# WHAT TO WORK ON:
Go through the records and show each line where the word "instances" occurs.

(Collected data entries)
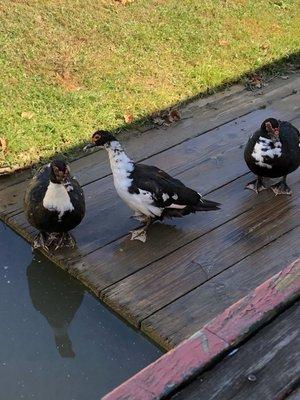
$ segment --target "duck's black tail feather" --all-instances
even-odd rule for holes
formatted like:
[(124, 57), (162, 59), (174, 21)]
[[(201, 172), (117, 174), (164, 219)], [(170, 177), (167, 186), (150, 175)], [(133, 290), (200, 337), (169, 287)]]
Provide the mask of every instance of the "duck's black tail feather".
[(195, 211), (213, 211), (219, 210), (221, 204), (217, 203), (216, 201), (206, 200), (201, 198), (199, 203), (196, 206), (193, 206)]
[(185, 208), (165, 208), (162, 215), (161, 220), (164, 218), (181, 218), (185, 215), (196, 213), (198, 211), (215, 211), (220, 209), (221, 204), (212, 200), (202, 199), (199, 201), (197, 205), (186, 206)]

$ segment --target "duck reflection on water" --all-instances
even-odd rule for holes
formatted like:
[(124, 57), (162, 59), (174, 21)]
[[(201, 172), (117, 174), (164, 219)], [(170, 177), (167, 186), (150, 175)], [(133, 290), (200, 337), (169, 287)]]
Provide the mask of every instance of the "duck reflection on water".
[(84, 287), (38, 256), (27, 268), (27, 279), (32, 304), (51, 326), (59, 354), (75, 357), (68, 329), (83, 300)]

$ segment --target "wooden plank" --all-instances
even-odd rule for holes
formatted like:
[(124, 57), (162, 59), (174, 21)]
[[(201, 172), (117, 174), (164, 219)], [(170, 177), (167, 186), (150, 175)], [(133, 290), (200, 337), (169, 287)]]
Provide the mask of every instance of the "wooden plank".
[(300, 227), (241, 260), (142, 321), (141, 329), (170, 349), (226, 307), (300, 256)]
[[(250, 95), (249, 92), (242, 91), (237, 96), (225, 95), (224, 99), (221, 96), (216, 103), (212, 102), (208, 103), (208, 106), (204, 106), (205, 109), (203, 109), (202, 101), (202, 107), (199, 107), (196, 102), (196, 104), (190, 106), (190, 110), (187, 109), (187, 113), (193, 113), (191, 118), (183, 119), (178, 124), (173, 125), (170, 128), (172, 134), (167, 134), (161, 129), (151, 130), (149, 134), (135, 136), (131, 140), (125, 141), (125, 148), (134, 160), (143, 160), (152, 154), (161, 153), (171, 146), (234, 120), (243, 113), (256, 110), (260, 106), (266, 105), (266, 102), (270, 105), (274, 99), (268, 115), (270, 113), (282, 113), (282, 117), (290, 118), (297, 114), (296, 109), (299, 108), (299, 101), (295, 97), (299, 96), (299, 93), (289, 96), (295, 87), (300, 87), (300, 77), (298, 76), (286, 85), (282, 85), (282, 82), (279, 81), (274, 82), (273, 89), (268, 89), (263, 96), (253, 97), (253, 94)], [(235, 92), (233, 91), (233, 93)], [(291, 101), (290, 97), (294, 100)], [(217, 114), (216, 110), (218, 110)], [(291, 112), (291, 115), (289, 115), (289, 112)], [(156, 160), (152, 162), (155, 163)], [(163, 165), (162, 168), (164, 168)], [(71, 163), (71, 169), (81, 185), (87, 185), (110, 174), (106, 154), (101, 151), (74, 161)], [(2, 214), (2, 218), (3, 214), (6, 216), (14, 215), (21, 210), (26, 185), (27, 183), (24, 181), (14, 188), (9, 187), (0, 191), (0, 216)], [(15, 196), (13, 197), (13, 195)]]
[[(300, 383), (299, 383), (300, 386)], [(300, 399), (300, 387), (293, 390), (287, 397), (286, 400), (299, 400)]]
[(31, 170), (28, 168), (23, 171), (16, 171), (13, 174), (0, 175), (0, 191), (10, 186), (17, 185), (31, 176)]
[[(291, 199), (265, 198), (190, 244), (104, 290), (105, 303), (135, 326), (187, 292), (300, 225), (300, 180)], [(211, 246), (216, 243), (217, 246)]]
[[(234, 167), (236, 164), (234, 164)], [(292, 174), (291, 186), (298, 181), (298, 174)], [(99, 292), (105, 287), (120, 281), (126, 276), (170, 254), (177, 248), (205, 235), (212, 229), (224, 224), (227, 220), (257, 207), (260, 203), (273, 202), (274, 195), (263, 192), (255, 196), (244, 190), (251, 176), (248, 174), (230, 184), (217, 189), (209, 195), (212, 200), (222, 202), (222, 210), (170, 221), (168, 224), (155, 224), (149, 231), (146, 243), (132, 242), (123, 237), (100, 250), (85, 256), (83, 265), (79, 260), (70, 265), (70, 269), (81, 271), (81, 278), (92, 290)], [(204, 175), (197, 173), (194, 178), (206, 181)], [(210, 182), (210, 181), (209, 181)], [(200, 185), (199, 185), (200, 186)], [(195, 184), (197, 187), (197, 184)], [(276, 199), (276, 202), (279, 198)]]
[(300, 375), (299, 320), (295, 304), (172, 400), (285, 398)]
[(234, 303), (184, 342), (103, 397), (160, 400), (212, 365), (225, 351), (269, 322), (299, 298), (300, 259)]

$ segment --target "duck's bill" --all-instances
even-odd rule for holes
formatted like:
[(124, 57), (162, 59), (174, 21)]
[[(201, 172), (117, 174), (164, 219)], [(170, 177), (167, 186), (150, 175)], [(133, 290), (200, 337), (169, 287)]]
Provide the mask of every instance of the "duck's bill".
[(93, 147), (95, 147), (96, 145), (94, 143), (89, 143), (86, 146), (84, 146), (83, 151), (87, 151)]

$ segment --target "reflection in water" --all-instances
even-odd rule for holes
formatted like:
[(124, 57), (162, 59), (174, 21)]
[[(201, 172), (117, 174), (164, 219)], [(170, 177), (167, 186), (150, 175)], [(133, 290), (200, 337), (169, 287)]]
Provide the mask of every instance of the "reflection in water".
[(38, 257), (29, 264), (27, 279), (32, 304), (53, 329), (60, 355), (75, 357), (68, 328), (82, 302), (84, 287)]

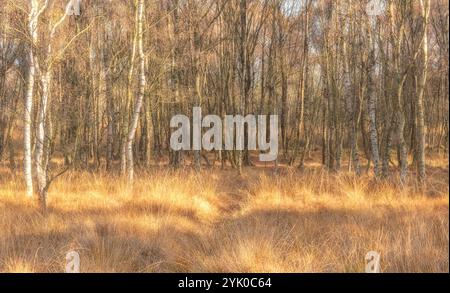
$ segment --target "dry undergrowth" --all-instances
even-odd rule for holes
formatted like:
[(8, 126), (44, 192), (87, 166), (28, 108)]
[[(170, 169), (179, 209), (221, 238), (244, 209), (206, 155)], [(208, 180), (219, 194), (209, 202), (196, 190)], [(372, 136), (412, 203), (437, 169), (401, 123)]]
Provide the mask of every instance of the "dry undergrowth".
[(448, 272), (448, 163), (432, 161), (426, 190), (310, 168), (155, 170), (130, 188), (72, 172), (52, 185), (49, 214), (0, 169), (0, 271)]

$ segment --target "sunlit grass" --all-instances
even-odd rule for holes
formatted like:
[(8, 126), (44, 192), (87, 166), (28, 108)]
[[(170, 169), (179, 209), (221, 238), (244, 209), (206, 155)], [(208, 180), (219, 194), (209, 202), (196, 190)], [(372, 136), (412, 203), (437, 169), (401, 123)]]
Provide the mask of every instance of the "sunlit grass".
[(133, 188), (74, 171), (52, 185), (46, 217), (9, 174), (0, 271), (63, 272), (76, 250), (82, 272), (363, 272), (375, 250), (383, 272), (448, 272), (448, 163), (433, 168), (424, 189), (319, 168), (162, 169)]

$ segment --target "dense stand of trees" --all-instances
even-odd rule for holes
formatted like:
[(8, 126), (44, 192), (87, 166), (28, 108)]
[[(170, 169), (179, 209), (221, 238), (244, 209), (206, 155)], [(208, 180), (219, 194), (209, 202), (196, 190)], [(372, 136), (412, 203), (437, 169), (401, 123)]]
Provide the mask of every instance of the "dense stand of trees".
[[(23, 155), (43, 209), (68, 168), (132, 181), (168, 156), (198, 170), (213, 156), (172, 151), (169, 122), (201, 106), (278, 114), (290, 165), (317, 149), (332, 171), (424, 182), (426, 154), (448, 153), (448, 2), (385, 3), (370, 16), (359, 0), (82, 0), (76, 15), (73, 1), (2, 0), (0, 160), (16, 170)], [(214, 160), (253, 164), (248, 151)]]

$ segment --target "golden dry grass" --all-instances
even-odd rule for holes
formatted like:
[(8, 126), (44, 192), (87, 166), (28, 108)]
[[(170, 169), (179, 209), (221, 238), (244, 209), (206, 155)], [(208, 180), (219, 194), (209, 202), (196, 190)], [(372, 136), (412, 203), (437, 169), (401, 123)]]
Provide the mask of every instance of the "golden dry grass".
[(383, 272), (449, 271), (448, 163), (430, 161), (423, 191), (310, 168), (155, 170), (130, 188), (72, 172), (49, 193), (49, 213), (0, 169), (0, 271)]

# SOLUTION TO THIS TASK:
$ segment --target "duck's black tail feather" --all-instances
$ segment --target "duck reflection on water" --all-instances
$ segment --target "wooden plank" --all-instances
$ segment --target "duck's bill" --all-instances
$ segment --target "reflection in water" --all-instances
$ segment --target "dry undergrowth" --all-instances
$ segment --target "sunlit grass" --all-instances
$ segment --target "dense stand of trees" --all-instances
$ segment --target "golden dry grass" --all-instances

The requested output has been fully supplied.